● Consignes et exercices:
• A. Relevez tous les films de Stanley Kubrick cités dans l'extrait sur Full Metal Jacket. Donnez chacun avec l'année indiquée entre parenthèses.
• B. Rédigez la suite de l'extrait sur Full Metal Jacket à partir de sa dernière phrase.

● Extrait du texte:
========================================

Full Metal Jacket , violence de l’homme et de la société : une synthèse
Devenu avec 2001, l’odyssée de l’espace (1968) l’un des plus grands auteurs de l’histoire du cinéma, Stanley Kubrick dresse avec Full Metal Jacket (1987), en quelque sorte, le bilan de son œuvre à travers un thème qui lui est cher, celui de la violence indissociable pour lui de la nature humaine et nécessaire à l’intégration sociale.
Un auteur, une œuvre
Full Metal Jacket (Stanley Kubrick, 1987), violence de l’homme et de la société : une synthèse
Stanley Kubrick (1928-1999)
Si, dès le début de son œuvre dans les années cinquante, Stanley Kubrick apparaît comme l’un des auteurs les plus doués et prometteurs de sa génération, il faut attendre 1968 et 2001, l’odyssée de l’espace pour qu’il s’inscrive parmi les plus grands de l’histoire du cinéma. Dès lors, ses films – certes rares – ne seront, à l’exception, sans doute de Shining (1980), qu’une succession de chefs d’oeuvre. Si son dernier opus, Eyes wide shut (1999), l’entraîne vers de nouvelles perspectives, son film précédent, Full Metal Jacket (1987), dresse, en quelque sorte, le bilan de son œuvre à travers un thème qui lui est cher, celui de la violence indissociable pour lui de la nature humaine et nécessaire à l’intégration sociale.
Lee Hermey
Ce film s’ouvre donc sur une longue partie consacrée à l’entraînement des nouveaux marines à Parris Island. Sous la férule du sergent-instructeur Hartman (Lee Hermey), personnage à la fois comique et inquiétant[1], les néo-soldats sont chargés de devenir des militaires d’exception c’est-à-dire – et Hartman ne le cache pas – des machines à tuer. En fait, pour Kubrick, l’homme n’est devenu homme qu’en découvrant la violence ; c’est là tout le sens de la séquence inaugurale de 2001, l’odyssée de l’espace. La révélation offerte par le monolithe est celle de la violence qui transforme le singe en homme. Chaque être humain, pour vivre et s’inscrire dans la société[2], se nourrit donc de cette violence. Mais celle-ci peut être plus ou moins développée et l’objectif d’Hartman est bien de polir des diamants bruts. Pour l’ensemble des futurs marines, l’objectif est atteint et tous développent à l’extrême leurs instincts de tueurs. Dans la seconde partie du film, certains personnages – le tireur d’élite de l’hélicoptère (Tim Colceri), la brute (Adam Baldwin) – montreront d’ailleurs un degré d’aptitude particulièrement élevé dans ce domaine.

========================================

Enregistrements de coordonnées annotées

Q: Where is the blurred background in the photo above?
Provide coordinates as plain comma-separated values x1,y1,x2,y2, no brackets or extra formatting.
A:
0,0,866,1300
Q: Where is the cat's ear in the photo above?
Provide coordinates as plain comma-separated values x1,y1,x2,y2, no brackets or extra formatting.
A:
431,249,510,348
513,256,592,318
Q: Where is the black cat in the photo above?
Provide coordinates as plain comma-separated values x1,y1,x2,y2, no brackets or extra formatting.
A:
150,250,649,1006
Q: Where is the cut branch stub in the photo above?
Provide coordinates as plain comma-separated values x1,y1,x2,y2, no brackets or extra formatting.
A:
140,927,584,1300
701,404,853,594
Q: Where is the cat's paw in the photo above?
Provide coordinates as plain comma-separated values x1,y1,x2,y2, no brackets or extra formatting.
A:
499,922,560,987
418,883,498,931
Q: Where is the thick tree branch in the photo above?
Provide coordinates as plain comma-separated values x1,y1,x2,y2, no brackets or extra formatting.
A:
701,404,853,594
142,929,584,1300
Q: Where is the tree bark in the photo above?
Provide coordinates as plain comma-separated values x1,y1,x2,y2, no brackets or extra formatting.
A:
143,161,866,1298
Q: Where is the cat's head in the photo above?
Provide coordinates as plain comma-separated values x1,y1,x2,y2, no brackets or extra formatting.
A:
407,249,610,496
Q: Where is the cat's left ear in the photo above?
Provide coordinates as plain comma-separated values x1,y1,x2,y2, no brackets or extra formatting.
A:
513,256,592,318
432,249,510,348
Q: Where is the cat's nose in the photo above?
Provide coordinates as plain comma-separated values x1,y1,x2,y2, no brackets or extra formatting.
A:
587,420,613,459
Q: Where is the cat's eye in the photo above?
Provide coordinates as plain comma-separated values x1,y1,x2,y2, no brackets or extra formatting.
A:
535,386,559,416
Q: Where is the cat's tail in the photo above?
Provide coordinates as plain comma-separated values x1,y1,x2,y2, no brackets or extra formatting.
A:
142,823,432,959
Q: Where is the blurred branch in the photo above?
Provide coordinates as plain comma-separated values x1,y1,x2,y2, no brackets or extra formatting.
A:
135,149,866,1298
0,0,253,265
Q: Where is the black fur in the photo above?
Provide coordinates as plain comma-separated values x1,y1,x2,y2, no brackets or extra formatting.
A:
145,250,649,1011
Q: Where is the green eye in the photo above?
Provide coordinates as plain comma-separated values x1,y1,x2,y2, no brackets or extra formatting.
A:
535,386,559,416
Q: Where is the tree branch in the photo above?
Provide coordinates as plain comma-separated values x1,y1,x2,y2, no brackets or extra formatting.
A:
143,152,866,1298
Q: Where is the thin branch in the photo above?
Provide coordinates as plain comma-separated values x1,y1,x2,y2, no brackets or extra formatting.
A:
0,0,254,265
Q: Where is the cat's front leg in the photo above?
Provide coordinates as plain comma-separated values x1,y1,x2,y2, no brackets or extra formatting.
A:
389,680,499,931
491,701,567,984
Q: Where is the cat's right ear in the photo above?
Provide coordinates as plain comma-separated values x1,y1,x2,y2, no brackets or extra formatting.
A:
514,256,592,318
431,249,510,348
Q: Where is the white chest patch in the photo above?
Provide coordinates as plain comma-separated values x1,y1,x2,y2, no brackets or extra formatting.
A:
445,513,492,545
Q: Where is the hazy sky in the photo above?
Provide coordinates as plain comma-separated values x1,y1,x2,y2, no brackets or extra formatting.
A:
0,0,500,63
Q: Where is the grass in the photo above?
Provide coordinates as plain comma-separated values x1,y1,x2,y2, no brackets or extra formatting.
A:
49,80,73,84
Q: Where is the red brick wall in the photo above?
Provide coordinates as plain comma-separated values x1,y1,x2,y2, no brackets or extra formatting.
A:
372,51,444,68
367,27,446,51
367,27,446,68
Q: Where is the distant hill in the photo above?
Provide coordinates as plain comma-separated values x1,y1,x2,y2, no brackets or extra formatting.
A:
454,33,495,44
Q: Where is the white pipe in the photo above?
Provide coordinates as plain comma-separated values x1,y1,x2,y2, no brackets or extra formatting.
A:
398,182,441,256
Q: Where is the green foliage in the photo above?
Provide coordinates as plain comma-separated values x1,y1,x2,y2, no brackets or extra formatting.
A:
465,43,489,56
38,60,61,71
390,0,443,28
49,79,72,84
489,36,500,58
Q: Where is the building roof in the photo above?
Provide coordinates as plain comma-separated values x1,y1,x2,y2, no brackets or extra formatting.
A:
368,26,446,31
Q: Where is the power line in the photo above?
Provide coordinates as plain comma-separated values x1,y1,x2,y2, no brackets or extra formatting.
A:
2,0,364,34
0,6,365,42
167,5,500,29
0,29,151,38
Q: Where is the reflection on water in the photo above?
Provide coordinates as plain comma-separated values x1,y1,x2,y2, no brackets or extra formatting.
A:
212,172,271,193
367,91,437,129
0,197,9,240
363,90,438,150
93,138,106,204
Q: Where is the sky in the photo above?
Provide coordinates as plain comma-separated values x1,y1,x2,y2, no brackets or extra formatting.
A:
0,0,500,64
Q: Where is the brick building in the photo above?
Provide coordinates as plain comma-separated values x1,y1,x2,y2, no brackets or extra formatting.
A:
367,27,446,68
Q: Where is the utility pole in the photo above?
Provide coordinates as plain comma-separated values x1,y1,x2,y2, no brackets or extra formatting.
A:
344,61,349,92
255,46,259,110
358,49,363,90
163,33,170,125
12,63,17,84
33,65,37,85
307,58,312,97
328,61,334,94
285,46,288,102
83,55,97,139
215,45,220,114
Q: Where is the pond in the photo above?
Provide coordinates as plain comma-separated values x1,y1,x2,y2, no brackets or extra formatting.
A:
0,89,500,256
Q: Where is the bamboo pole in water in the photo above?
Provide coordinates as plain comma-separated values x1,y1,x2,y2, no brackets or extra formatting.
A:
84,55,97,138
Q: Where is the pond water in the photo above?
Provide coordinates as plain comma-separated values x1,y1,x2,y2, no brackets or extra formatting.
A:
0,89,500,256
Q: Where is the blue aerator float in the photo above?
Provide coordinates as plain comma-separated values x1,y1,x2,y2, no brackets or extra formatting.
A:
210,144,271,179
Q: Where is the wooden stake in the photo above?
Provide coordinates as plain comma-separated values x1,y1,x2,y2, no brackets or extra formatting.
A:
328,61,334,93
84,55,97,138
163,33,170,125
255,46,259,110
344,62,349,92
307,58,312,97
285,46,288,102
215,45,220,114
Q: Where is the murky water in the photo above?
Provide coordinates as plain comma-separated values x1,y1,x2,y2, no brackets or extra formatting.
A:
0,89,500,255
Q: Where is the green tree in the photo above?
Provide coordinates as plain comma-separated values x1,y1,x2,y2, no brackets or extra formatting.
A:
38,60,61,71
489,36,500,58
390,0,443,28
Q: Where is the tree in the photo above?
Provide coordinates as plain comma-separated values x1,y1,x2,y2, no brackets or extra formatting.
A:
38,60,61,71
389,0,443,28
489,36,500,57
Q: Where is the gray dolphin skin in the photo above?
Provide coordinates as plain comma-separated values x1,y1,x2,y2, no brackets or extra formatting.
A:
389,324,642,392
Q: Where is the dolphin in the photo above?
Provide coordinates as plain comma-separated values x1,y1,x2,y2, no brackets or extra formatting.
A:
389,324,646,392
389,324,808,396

========================================

● Résultats de l'exercice:
• A.
2001, l'odyssée de l'espace (1968)
Full Metal Jacket (1987)
Shining (1980)
Eyes wide shut (1999)

• B.
Vincent d'Onofrio
Mais le film présente néanmoins une exception à ce schéma général à travers le personnage de Baleine (Vincent d’Onofrio). Arrivé avec un regard particulièrement vide et un sourire benêt, il est évident qu’il ne présente aucune disposition, à priori, pour la violence. En fait, pour suivre le raisonnement précédemment énoncé, il représente le singe de 2001 avant la révélation du monolithe. Dans ces conditions, sa capacité à s’épanouir à Parris Island est nulle et ce malgré l’aide que lui apporte un temps Guignol (Matthew Modine). Pourtant, il va également subir la révélation. Ayant entraîné tous ses condisciples vers différentes punitions collectives, il est véritablement lynché par ceux-ci au cours d’une nuit où ils l’accablent de coups de savonnette. Ce moment sera, pour lui, l’équivalent de l’apparition du monolithe dans 2001. Seulement, Baleine est amené à réaliser en quelques semaines le chemin parcouru par toute l’humanité en des dizaines de millénaires. Le choc est pour lui trop grand ; il ne peut à la fois supporter l’incrémentation et l’optimisation de la violence. Il devient certes une machine de guerre mais également un fou incontrôlé. Son regard change ainsi du tout au tout passant du vide à la folie profonde[3]. Aussi finit-il sa terrible trajectoire en tuant son bourreau, le sergent Hartman, avant de se suicider dans les toilettes lors de sa dernière nuit à Parris Island. Cela conclut la première partie de Full Metal Jacket et nous retrouvons ensuite, après un fondu au noir qui marque bien la césure, le héros du film, Guignol, au Vietnam à Da Nang.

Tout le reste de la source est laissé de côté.